What needs to be done
Copy out every one of the entries below, swapping "inspect" for "examine" and keeping everything else unchanged. Leave the pictures out of your copy.

★ ★ ★ ★ ★ ★ ★

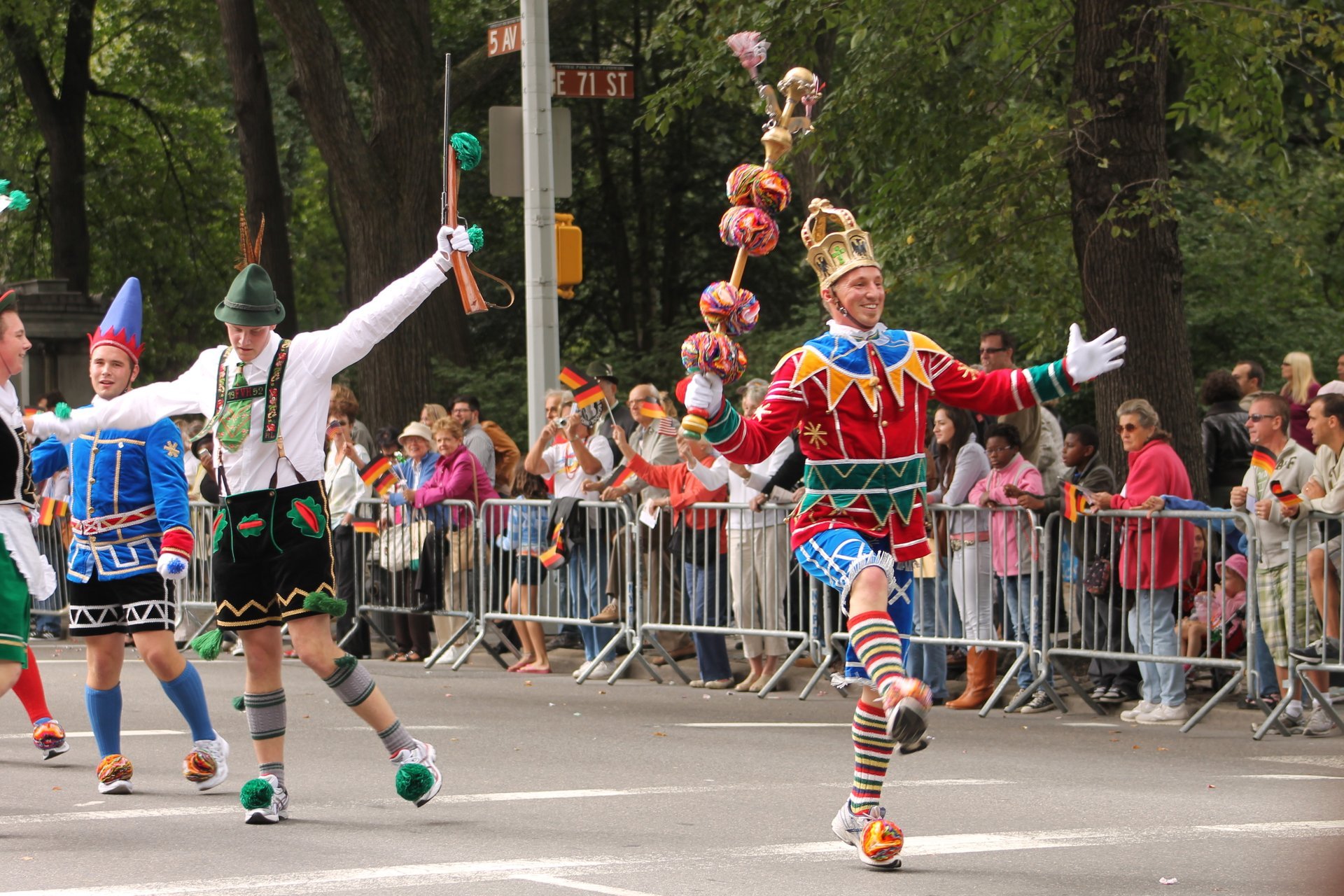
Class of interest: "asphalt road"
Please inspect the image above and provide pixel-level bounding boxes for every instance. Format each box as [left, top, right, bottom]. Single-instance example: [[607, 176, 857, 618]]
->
[[0, 646, 1344, 896]]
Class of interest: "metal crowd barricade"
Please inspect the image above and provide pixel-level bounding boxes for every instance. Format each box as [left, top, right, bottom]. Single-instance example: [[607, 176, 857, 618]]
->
[[802, 504, 1042, 719], [1033, 509, 1256, 732], [337, 500, 479, 669], [453, 498, 638, 684], [613, 503, 812, 697], [1254, 512, 1344, 740]]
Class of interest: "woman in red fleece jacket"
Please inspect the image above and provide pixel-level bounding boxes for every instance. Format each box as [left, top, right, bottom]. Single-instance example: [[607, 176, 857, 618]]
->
[[1096, 399, 1195, 724]]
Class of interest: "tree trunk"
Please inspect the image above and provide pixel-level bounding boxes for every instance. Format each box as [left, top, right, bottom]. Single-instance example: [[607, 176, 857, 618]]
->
[[216, 0, 298, 336], [1068, 0, 1208, 496], [267, 0, 468, 426], [0, 0, 95, 293]]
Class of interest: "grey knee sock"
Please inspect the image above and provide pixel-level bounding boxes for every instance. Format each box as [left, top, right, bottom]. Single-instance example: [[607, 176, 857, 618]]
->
[[323, 654, 374, 706], [244, 688, 285, 740], [378, 719, 415, 756]]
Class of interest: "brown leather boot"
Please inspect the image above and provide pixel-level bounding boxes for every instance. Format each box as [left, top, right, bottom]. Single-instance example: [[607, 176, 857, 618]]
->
[[948, 648, 999, 709]]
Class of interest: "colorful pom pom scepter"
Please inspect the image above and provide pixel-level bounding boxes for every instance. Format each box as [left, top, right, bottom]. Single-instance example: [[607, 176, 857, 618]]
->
[[681, 31, 821, 440]]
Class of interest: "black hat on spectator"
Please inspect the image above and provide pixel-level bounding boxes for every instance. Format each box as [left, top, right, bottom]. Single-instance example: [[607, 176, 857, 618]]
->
[[584, 361, 621, 387]]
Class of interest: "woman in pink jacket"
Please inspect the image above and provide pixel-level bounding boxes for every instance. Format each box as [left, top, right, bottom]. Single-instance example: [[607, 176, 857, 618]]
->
[[970, 423, 1055, 712], [406, 416, 498, 661], [1094, 398, 1195, 725]]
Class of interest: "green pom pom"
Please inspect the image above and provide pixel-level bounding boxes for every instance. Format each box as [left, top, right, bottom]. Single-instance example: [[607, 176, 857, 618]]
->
[[191, 629, 225, 662], [238, 778, 276, 808], [304, 591, 345, 617], [450, 130, 481, 171], [396, 762, 434, 802]]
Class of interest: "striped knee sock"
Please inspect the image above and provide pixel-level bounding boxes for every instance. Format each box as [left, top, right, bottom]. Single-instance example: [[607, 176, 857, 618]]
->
[[849, 700, 895, 814], [849, 611, 906, 693], [244, 688, 285, 740]]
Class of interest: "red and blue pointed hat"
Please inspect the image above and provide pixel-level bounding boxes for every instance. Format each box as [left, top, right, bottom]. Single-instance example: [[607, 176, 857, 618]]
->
[[89, 276, 145, 361]]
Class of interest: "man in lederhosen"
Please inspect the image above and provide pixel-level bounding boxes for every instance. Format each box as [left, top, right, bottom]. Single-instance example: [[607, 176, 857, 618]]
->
[[34, 227, 472, 823]]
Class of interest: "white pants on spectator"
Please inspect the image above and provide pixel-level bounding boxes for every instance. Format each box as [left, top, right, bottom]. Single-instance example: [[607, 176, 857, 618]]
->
[[949, 541, 995, 640], [729, 525, 789, 659]]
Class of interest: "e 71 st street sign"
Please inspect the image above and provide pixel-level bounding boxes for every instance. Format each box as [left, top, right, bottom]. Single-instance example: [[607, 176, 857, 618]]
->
[[551, 62, 634, 99]]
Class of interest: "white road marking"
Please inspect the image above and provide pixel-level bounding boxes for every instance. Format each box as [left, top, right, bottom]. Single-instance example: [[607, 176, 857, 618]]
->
[[0, 728, 187, 740], [1250, 756, 1344, 769], [673, 722, 853, 728], [510, 874, 664, 896], [8, 808, 1344, 896]]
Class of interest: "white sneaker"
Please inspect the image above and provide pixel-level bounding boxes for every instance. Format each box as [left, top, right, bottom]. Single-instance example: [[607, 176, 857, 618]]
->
[[831, 799, 900, 869], [1302, 706, 1341, 738], [181, 731, 228, 790], [238, 775, 289, 825], [391, 740, 444, 808], [1134, 704, 1189, 725], [1119, 700, 1161, 722]]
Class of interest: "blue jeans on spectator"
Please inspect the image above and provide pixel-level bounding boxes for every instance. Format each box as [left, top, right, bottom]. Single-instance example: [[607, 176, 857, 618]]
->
[[681, 554, 732, 681], [906, 563, 951, 700], [999, 573, 1055, 688], [564, 526, 612, 659], [1129, 589, 1185, 706]]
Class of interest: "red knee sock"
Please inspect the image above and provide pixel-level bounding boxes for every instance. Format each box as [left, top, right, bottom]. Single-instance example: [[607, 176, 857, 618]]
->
[[13, 648, 51, 724]]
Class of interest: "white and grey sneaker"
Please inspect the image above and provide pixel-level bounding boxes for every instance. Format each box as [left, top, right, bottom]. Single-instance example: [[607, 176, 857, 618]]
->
[[1119, 700, 1161, 722], [238, 775, 289, 825], [831, 799, 900, 869], [1302, 706, 1344, 738], [181, 731, 228, 790], [391, 740, 444, 808]]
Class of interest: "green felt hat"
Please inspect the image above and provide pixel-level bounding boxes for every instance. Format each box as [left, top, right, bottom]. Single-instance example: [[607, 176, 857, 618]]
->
[[215, 265, 285, 326]]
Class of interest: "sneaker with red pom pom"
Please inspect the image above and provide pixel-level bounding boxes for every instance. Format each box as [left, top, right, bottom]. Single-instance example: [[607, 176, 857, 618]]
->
[[882, 678, 932, 755], [32, 719, 70, 760], [98, 752, 134, 794], [390, 740, 444, 808], [181, 732, 228, 790]]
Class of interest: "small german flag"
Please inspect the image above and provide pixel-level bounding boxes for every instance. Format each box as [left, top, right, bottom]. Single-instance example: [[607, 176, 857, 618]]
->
[[1063, 482, 1087, 523], [1268, 479, 1302, 507], [38, 498, 70, 525], [574, 383, 606, 407], [561, 367, 589, 390], [1252, 444, 1278, 475]]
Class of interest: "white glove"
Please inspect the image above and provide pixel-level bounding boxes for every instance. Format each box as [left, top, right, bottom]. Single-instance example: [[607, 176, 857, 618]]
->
[[1065, 323, 1125, 383], [685, 373, 723, 419], [156, 554, 187, 579]]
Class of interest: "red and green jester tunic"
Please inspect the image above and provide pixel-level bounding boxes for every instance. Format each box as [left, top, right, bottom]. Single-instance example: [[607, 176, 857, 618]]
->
[[706, 321, 1074, 561]]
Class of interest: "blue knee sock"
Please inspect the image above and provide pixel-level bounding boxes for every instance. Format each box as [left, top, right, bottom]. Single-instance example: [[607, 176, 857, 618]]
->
[[85, 684, 121, 756], [159, 662, 215, 740]]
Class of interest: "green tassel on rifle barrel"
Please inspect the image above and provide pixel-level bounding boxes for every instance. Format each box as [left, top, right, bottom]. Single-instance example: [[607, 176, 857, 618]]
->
[[449, 130, 481, 171], [304, 591, 345, 617], [191, 629, 225, 662]]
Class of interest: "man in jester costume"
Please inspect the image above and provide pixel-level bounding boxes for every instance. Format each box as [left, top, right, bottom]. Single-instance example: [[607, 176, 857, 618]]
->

★ ★ ★ ★ ★ ★ ★

Written response
Class of interest: "asphalt road"
Please examine the image above and provide pixel-level bounding boxes for every instance. Format each box as [left, top, right, bottom]. Single-instance example: [[607, 176, 857, 618]]
->
[[0, 646, 1344, 896]]
Class of interest: "metal crowd barricade"
Please examine the image above and provide pixel-level bounding boxes for every instance. Format each box as [left, top, right, bottom]. Single-instance example: [[607, 176, 857, 618]]
->
[[802, 504, 1042, 719], [1033, 509, 1256, 732], [337, 500, 479, 669], [453, 498, 638, 684], [613, 503, 812, 697], [1254, 512, 1344, 740]]
Class of interest: "woman in red fleece jacket"
Please examine the image above and provide pixel-level bounding boxes for every instance. Format each box as [left, top, right, bottom]. Single-instance example: [[607, 176, 857, 618]]
->
[[1096, 399, 1195, 724]]
Class of interest: "tree trunk"
Please examine the image above and provide pixel-level bounding boxes for every instance. Format each box as [left, top, right, bottom]. Single-instance example: [[607, 176, 857, 618]]
->
[[216, 0, 298, 336], [1068, 0, 1208, 496], [267, 0, 468, 426], [0, 0, 95, 293]]
Class of interest: "grey knee sock"
Please examine the image above and provide pixel-level bounding boxes for every instance. Format each box as [left, top, right, bottom]. Single-instance example: [[607, 176, 857, 618]]
->
[[323, 654, 374, 706], [244, 688, 285, 740], [378, 719, 415, 756]]
Class of interest: "brown leather boot"
Please examine the image above and provide pixel-level bounding boxes for every instance. Format each box as [left, top, right, bottom]. Single-instance example: [[607, 176, 857, 618]]
->
[[948, 648, 999, 709]]
Class of interest: "colorful pom pom scepter"
Please examine the image above and provide pixel-level bounding boxes for every instance. Format each box as [left, top, right, bottom]. Single-instance example: [[607, 176, 857, 618]]
->
[[681, 31, 821, 440]]
Class of interest: "black hat on spectator"
Please examine the image above and provide pixel-level bounding boxes for every instance. Format each box as [left, top, right, bottom]. Single-instance example: [[607, 176, 857, 618]]
->
[[584, 361, 621, 387]]
Class of interest: "woman in pink jacket"
Please examine the image above and provide pixel-level bounding boxes for every instance. Format each box as [left, top, right, bottom]. Single-instance example: [[607, 176, 857, 618]]
->
[[970, 423, 1055, 712], [406, 416, 498, 661], [1094, 398, 1195, 725]]
Class of interest: "green pom pom"
Please examine the image above and provide pixel-level bounding boxes for every instance. Format each box as [left, top, right, bottom]. Single-instance example: [[607, 176, 857, 618]]
->
[[191, 629, 225, 662], [238, 778, 276, 808], [304, 591, 345, 617], [450, 130, 481, 171], [396, 762, 434, 802]]
Class of interest: "striped knee sock"
Please examine the image above and provide pixel-level bounding boxes for every instance. Format each box as [left, top, right, bottom]. Single-instance example: [[607, 176, 857, 618]]
->
[[849, 700, 895, 814], [849, 611, 906, 693], [244, 688, 285, 740]]
Class of interest: "red and blue pointed hat"
Please examine the image above and provide pixel-level bounding boxes for every instance. Format each box as [left, top, right, bottom]. Single-instance example: [[607, 176, 857, 618]]
->
[[89, 276, 145, 361]]
Class of interest: "man in lederhosen"
Please examine the image above and provide pixel-level bounding boxes for every instance. Format each box as [left, top, right, bottom]. Single-instance example: [[607, 176, 857, 618]]
->
[[34, 227, 472, 823]]
Class of interest: "white pants on spectator"
Please examine the image above and provide pixel-level bounding boxes for every instance. Format each box as [left, top, right, bottom]. Single-instance example: [[607, 176, 857, 618]]
->
[[949, 541, 995, 640], [729, 525, 789, 659]]
Class of interest: "e 71 st street sign"
Please examine the image above and provide pixel-level bounding boxes for every instance. Format each box as [left, top, right, bottom]. Single-instance example: [[607, 176, 857, 618]]
->
[[551, 62, 634, 99]]
Class of interest: "white road marking"
Please examine the image above and provide pixel-level bounding boxes for every instance. Format each box as [left, top, right, bottom]. Single-instance example: [[607, 176, 857, 618]]
->
[[0, 728, 187, 740], [1250, 756, 1344, 769], [673, 722, 853, 728], [510, 874, 664, 896], [8, 808, 1344, 896]]
Class of interest: "white sneaker"
Please examine the image above and provide pixel-level bounding boxes for every instance. Format each box as [left, top, right, bottom]. Single-instance example: [[607, 176, 857, 618]]
->
[[831, 799, 900, 869], [1302, 706, 1341, 738], [181, 731, 228, 790], [238, 775, 289, 825], [391, 740, 444, 808], [1134, 704, 1189, 725], [1119, 700, 1161, 722]]
Class of interest: "blue jeans on spectator"
Please examine the image above and provide pixel-level bounding boxes for every instance. Format each box as [left, top, right, bottom]. Single-instance example: [[607, 176, 857, 618]]
->
[[681, 554, 732, 681], [906, 563, 951, 700], [999, 573, 1055, 688], [564, 526, 612, 659], [1129, 589, 1185, 706]]
Class of interest: "red knee sock"
Please examine the image above and provide pixel-level bounding boxes for every instance. Format each box as [left, top, right, bottom]. Single-instance example: [[607, 176, 857, 618]]
->
[[13, 648, 51, 724]]
Class of interest: "white and grey sneaker"
Please examine the image above and provide pixel-level bounding boxes for every instance. Format each box as [left, top, right, bottom]. Single-instance example: [[607, 176, 857, 618]]
->
[[1119, 700, 1161, 722], [238, 775, 289, 825], [831, 799, 900, 869], [1302, 706, 1344, 738], [181, 731, 228, 790], [391, 740, 444, 808]]
Class of interest: "green felt hat"
Please examine the image above and provide pixel-level bounding boxes for every instance. Format each box as [left, top, right, bottom]. Single-instance example: [[607, 176, 857, 618]]
->
[[215, 265, 285, 326]]
Class of interest: "sneaker with red pom pom"
Please examine the image above and provide pixel-level bounding boxes for every instance. Format each box as [left, top, right, bottom]. Single-instance example: [[607, 176, 857, 618]]
->
[[882, 678, 932, 755], [32, 719, 70, 760], [98, 752, 134, 794], [390, 740, 444, 808], [181, 732, 228, 790]]
Class of interest: "small german flag"
Please examine the image above and provide pixel-level bounding boxes for every instance. Format each box as [left, top, right, bottom]. Single-instance example: [[607, 176, 857, 618]]
->
[[1063, 482, 1087, 523], [1268, 479, 1302, 507], [38, 498, 70, 525], [574, 383, 606, 407], [561, 367, 589, 390], [1252, 444, 1278, 475]]
Class of interest: "white glove"
Please examine the image above and provide pixel-level bounding boxes for every instance. Format each box as [left, top, right, bottom]. Single-instance example: [[607, 176, 857, 618]]
->
[[1065, 323, 1125, 383], [685, 373, 723, 419], [156, 554, 187, 579]]
Class of interest: "red and green jester tunic"
Please examine the image above and provide pixel-level bounding boxes for every instance. Format each box as [left, top, right, bottom]. Single-instance example: [[607, 176, 857, 618]]
->
[[706, 321, 1074, 561]]
Class of interest: "blue knee sock"
Please examine the image above and provide pixel-level bounding boxes for every instance. Format each box as [left, top, right, bottom]. Single-instance example: [[607, 176, 857, 618]]
->
[[85, 684, 121, 756], [159, 662, 215, 740]]
Class of interest: "green tassel on rifle barrel"
Please examine the image above and provide pixel-level bounding boxes for every instance. Format each box as [left, top, right, bottom]. Single-instance example: [[607, 176, 857, 618]]
->
[[449, 130, 481, 171], [304, 591, 345, 617], [191, 629, 225, 662]]
Class of interest: "man in jester costume"
Please examine the image above and provide pixel-level bounding boxes for every instance. Format each box as [left, top, right, bottom]. Single-instance example: [[607, 176, 857, 618]]
->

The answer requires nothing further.